STATED TASK ▸
Can you quote the records below in full, word for word?
****************************************
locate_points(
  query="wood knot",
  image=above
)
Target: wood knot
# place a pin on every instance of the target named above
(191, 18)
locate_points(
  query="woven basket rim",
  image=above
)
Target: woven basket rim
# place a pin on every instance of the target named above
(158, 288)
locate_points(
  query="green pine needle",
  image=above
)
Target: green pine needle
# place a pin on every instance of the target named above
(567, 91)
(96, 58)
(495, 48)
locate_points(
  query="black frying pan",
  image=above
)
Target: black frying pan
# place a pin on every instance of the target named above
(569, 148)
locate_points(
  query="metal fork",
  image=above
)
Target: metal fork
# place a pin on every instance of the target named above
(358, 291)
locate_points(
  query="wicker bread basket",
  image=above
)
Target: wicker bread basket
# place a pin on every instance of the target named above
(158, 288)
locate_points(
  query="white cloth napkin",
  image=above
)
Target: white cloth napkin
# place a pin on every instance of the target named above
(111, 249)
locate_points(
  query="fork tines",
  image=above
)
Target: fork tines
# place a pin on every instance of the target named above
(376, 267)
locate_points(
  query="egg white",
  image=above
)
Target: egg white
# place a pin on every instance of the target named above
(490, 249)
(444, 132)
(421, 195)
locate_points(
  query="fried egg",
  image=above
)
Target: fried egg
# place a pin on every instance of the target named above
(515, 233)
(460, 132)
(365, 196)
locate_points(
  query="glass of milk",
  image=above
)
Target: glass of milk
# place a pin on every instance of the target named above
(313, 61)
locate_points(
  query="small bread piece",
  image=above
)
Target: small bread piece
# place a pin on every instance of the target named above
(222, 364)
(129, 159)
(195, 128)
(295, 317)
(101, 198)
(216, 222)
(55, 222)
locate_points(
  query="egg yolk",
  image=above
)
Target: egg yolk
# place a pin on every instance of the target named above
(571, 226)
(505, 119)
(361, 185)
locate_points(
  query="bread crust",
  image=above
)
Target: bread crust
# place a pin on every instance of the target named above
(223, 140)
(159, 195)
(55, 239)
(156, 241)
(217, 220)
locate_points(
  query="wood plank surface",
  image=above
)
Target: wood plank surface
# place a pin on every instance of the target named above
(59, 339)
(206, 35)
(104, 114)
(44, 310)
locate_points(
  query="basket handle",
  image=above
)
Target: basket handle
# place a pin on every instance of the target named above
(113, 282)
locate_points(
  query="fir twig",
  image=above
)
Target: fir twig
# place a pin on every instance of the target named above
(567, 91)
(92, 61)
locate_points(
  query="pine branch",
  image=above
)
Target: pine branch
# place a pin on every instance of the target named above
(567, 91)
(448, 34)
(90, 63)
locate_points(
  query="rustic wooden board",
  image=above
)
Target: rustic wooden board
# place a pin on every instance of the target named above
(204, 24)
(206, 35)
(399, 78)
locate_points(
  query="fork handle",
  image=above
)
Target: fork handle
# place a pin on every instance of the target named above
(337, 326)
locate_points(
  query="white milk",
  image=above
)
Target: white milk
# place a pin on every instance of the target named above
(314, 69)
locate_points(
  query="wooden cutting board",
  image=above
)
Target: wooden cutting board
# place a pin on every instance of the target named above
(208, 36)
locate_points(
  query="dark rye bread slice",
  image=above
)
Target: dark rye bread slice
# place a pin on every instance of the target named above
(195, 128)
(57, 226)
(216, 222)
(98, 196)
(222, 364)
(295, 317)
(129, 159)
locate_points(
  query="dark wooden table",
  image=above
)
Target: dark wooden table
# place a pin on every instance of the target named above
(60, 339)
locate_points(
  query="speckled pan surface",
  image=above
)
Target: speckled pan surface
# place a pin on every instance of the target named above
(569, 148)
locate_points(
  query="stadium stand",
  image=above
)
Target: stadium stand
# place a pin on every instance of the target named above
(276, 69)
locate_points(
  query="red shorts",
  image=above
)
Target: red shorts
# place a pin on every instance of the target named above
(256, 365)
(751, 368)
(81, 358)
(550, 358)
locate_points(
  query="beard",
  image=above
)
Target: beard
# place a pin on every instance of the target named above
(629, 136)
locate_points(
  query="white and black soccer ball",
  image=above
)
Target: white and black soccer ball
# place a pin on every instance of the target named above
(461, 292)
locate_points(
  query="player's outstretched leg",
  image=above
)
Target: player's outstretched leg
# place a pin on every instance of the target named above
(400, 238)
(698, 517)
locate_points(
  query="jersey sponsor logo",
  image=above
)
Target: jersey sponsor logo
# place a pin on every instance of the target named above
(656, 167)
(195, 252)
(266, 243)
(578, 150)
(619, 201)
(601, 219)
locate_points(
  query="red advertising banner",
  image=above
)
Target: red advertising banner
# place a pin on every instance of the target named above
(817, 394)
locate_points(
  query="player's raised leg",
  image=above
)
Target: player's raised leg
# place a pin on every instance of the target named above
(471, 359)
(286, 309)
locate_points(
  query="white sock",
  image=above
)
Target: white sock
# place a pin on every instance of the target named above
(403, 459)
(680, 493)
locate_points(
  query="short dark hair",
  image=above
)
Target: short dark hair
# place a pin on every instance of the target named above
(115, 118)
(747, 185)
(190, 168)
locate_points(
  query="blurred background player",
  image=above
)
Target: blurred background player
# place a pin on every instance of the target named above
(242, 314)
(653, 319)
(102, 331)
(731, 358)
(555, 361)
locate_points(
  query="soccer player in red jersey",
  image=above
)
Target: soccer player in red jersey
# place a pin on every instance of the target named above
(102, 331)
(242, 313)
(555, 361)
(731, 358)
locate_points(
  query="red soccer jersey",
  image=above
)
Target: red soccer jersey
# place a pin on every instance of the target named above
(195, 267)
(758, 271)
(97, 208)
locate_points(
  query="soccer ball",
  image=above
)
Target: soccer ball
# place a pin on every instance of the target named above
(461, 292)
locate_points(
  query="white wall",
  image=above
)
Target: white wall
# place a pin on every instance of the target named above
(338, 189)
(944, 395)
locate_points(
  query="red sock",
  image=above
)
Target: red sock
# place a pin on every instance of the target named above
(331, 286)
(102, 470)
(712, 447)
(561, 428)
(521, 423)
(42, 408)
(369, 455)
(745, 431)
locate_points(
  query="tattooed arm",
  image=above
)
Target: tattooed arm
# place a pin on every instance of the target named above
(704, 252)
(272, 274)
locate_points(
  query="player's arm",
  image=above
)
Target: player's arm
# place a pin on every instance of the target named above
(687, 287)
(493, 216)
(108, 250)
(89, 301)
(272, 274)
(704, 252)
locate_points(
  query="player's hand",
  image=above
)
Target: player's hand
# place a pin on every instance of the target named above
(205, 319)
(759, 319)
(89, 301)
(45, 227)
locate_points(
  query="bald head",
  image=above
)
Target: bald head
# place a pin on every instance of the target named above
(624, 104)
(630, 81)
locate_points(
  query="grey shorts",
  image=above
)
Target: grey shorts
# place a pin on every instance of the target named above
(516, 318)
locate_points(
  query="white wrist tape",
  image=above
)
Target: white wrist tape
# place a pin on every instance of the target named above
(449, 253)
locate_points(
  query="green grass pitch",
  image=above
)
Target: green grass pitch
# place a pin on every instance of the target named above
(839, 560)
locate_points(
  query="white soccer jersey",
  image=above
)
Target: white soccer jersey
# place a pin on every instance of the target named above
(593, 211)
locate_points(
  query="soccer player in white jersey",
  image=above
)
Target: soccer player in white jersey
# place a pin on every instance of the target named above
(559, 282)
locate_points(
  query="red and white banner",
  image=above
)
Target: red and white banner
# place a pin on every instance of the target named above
****************************************
RESULT ▸
locate_points(
  query="wood knot",
  image=above
)
Target: wood knot
# place a pin on every instance of the target named above
(191, 18)
locate_points(
  query="woven basket rim",
  image=above
)
Target: woven basket rim
# place a pin on every instance of the target named above
(158, 288)
locate_points(
  query="green pine needle",
  image=above
)
Target: green pine needle
# place a pin on every instance of the target named above
(567, 91)
(96, 58)
(495, 48)
locate_points(
  query="black frying pan",
  image=above
)
Target: black frying pan
# place a pin on every instance of the target named above
(569, 148)
locate_points(
  query="metal fork",
  image=above
)
Target: metal fork
# place a pin on every instance of the target named above
(358, 291)
locate_points(
  query="wicker bread basket",
  image=above
)
Target: wicker bread basket
# place a pin on every instance of the target named above
(158, 288)
locate_points(
  query="white cloth napkin",
  image=above
)
Target: white cloth napkin
# place a pin on every instance of the target named above
(111, 249)
locate_points(
  query="fork tines",
  image=above
)
Target: fork tines
# place a pin on every instance of the target named above
(376, 267)
locate_points(
  query="egg white",
  image=above
)
Target: egg white
# place a pin on every instance of the target named above
(490, 249)
(444, 132)
(421, 195)
locate_points(
  query="fried egg",
  image=above
)
Target: fried egg
# place a pin on every instance of the target named above
(515, 233)
(460, 132)
(365, 196)
locate_points(
  query="glass of milk",
  image=above
)
Target: glass of milk
# place a pin on every instance of the target named above
(313, 61)
locate_points(
  query="small bread piece",
  image=above
)
Target: small bread piece
# place a pin on every instance of the target named above
(222, 364)
(129, 159)
(195, 128)
(295, 317)
(101, 198)
(216, 222)
(55, 222)
locate_points(
  query="egg yolk",
  image=above
)
Target: egg yolk
# place a pin on every instance of the target named above
(571, 226)
(505, 119)
(361, 185)
locate_points(
  query="bread crust",
  image=above
)
Target: bread crust
# place a pin on every instance of the target named above
(223, 140)
(159, 195)
(55, 239)
(156, 241)
(217, 220)
locate_points(
  query="wood plank surface",
  image=above
)
Target: wood plank surface
# place a pin on every instance of the target named above
(59, 339)
(206, 35)
(104, 114)
(44, 310)
locate_points(
  query="basket handle",
  image=above
)
Target: basket handle
# place a pin on every instance of the target named above
(113, 282)
locate_points(
  query="fir twig",
  image=above
)
Target: fir twig
# place a pin on every instance of the target named above
(567, 91)
(92, 61)
locate_points(
  query="pine branch",
  image=above
)
Target: pine branch
# place a pin on every instance of the target named above
(567, 91)
(448, 34)
(90, 63)
locate_points(
  query="rustic wooden board",
  image=above
)
Target: rustic wooden board
# place a pin on every instance of the target named above
(204, 24)
(206, 35)
(399, 78)
locate_points(
  query="fork handle",
  image=above
)
Target: fork handle
# place a pin on every instance of the target named above
(337, 326)
locate_points(
  query="white milk",
  image=above
)
Target: white milk
# place a pin on every instance of the target named above
(314, 69)
locate_points(
  query="wooden cutting board",
  image=above
)
Target: wooden cutting board
# place a pin on every instance of the target named above
(208, 36)
locate_points(
  query="dark rye bread slice",
  image=above
)
Target: dark rye bread slice
# place a pin on every instance of the target named above
(195, 128)
(57, 226)
(216, 222)
(98, 196)
(222, 364)
(295, 317)
(129, 159)
locate_points(
  query="dark wooden table",
  image=above
)
Target: dark wooden table
# place a pin on every instance of the target named above
(60, 339)
locate_points(
  query="speckled pan surface",
  image=above
)
Target: speckled pan surface
# place a pin on every instance of the target named above
(569, 148)
locate_points(
  query="stadium stand",
  image=above
)
Target: stadium stand
# place a pin on every instance of the target named above
(276, 69)
locate_points(
  query="red shorts",
  image=above
)
Target: red shorts
# place a pin on every instance of the target named above
(256, 365)
(751, 368)
(81, 358)
(550, 358)
locate_points(
  query="beard",
  image=above
)
Target: beard
# place a pin on every instance of the target named above
(629, 136)
locate_points(
  query="white and black soccer ball",
  image=above
)
Target: white and black soccer ball
# place a pin on every instance of the target named above
(461, 292)
locate_points(
  query="player's outstretched leg",
  image=above
)
Target: player's outstretched leg
# place a pin on every instance of the target named above
(400, 238)
(698, 517)
locate_points(
  query="jersey sponsor logo",
  image=above
)
Target: jersey sponsor logo
# place a pin on every instance of the target named above
(656, 167)
(195, 252)
(266, 243)
(578, 150)
(619, 201)
(601, 219)
locate_points(
  query="red advertising banner",
  image=above
)
Target: red advertising banner
# place a pin on every instance of the target named above
(817, 394)
locate_points(
  query="player's raised leg",
  image=above
)
Target: player's raised leg
# place a pin on every instance of the target named above
(471, 359)
(286, 309)
locate_points(
  query="white sock",
  image=above
)
Target: white sock
# place a pin on every instance of the target named above
(403, 459)
(680, 493)
locate_points(
  query="short dark hair",
  image=above
)
Target: short dark hair
# place a pin on every instance of the target named above
(115, 118)
(747, 185)
(190, 168)
locate_points(
  query="blurred background player",
  image=above
)
Target: blurred background player
# place a pin on every instance of the target named above
(242, 314)
(653, 319)
(102, 331)
(731, 358)
(555, 361)
locate_points(
  query="soccer player in red jersey",
  image=above
)
Target: soccer player in red jersey
# place a pin on every instance of the target named above
(102, 331)
(242, 313)
(555, 361)
(731, 358)
locate_points(
  query="red soccer jersey",
  image=above
)
Target: red soccer jersey
# place a pin on every instance of the target named above
(195, 267)
(758, 271)
(97, 208)
locate_points(
  query="soccer ball",
  image=above
)
Target: soccer ball
# place a pin on every instance of the target named above
(461, 292)
locate_points(
  query="white wall",
  image=above
)
Target: white wall
# place a pin on every instance of the target named above
(338, 189)
(944, 395)
locate_points(
  query="red sock",
  image=above
)
Target: red sock
# place a pin on every instance of the target named above
(331, 286)
(102, 470)
(712, 447)
(561, 428)
(521, 423)
(42, 408)
(369, 455)
(745, 431)
locate_points(
  query="tattooed arm",
  image=above
)
Target: tattooed arm
# place a pin on every instance of the target named above
(704, 252)
(272, 274)
locate_points(
  query="player's arm",
  image=above
)
Target: player's arm
# place a pin on every instance of the target named above
(687, 287)
(493, 216)
(108, 250)
(89, 301)
(272, 274)
(704, 252)
locate_points(
  query="player's hand",
  image=above
)
Target: player's hand
# place a pin on every instance of the target named above
(205, 319)
(759, 319)
(89, 301)
(45, 227)
locate_points(
  query="bald head",
  image=above
)
Target: bald head
# place a pin on every instance of the target named above
(624, 104)
(630, 81)
locate_points(
  query="grey shorts",
  image=above
)
Target: grey shorts
# place a pin on every instance of the target named above
(516, 318)
locate_points(
  query="white wrist tape",
  image=above
)
Target: white wrist tape
# place a pin on every instance of the target named above
(449, 253)
locate_points(
  query="green grass pitch",
  image=above
)
Target: green grass pitch
# place a pin on every instance of the target named above
(839, 560)
locate_points(
  query="white soccer jersey",
  image=above
)
Target: white soccer jersey
# place a pin on every instance of the target named above
(593, 211)
locate_points(
  query="soccer player in white jersey",
  image=above
)
Target: soccer player in white jersey
# place a pin on every instance of the target named above
(559, 282)
locate_points(
  query="red and white banner",
  image=above
)
Target: red and white banner
# place a pin on every instance of the target named above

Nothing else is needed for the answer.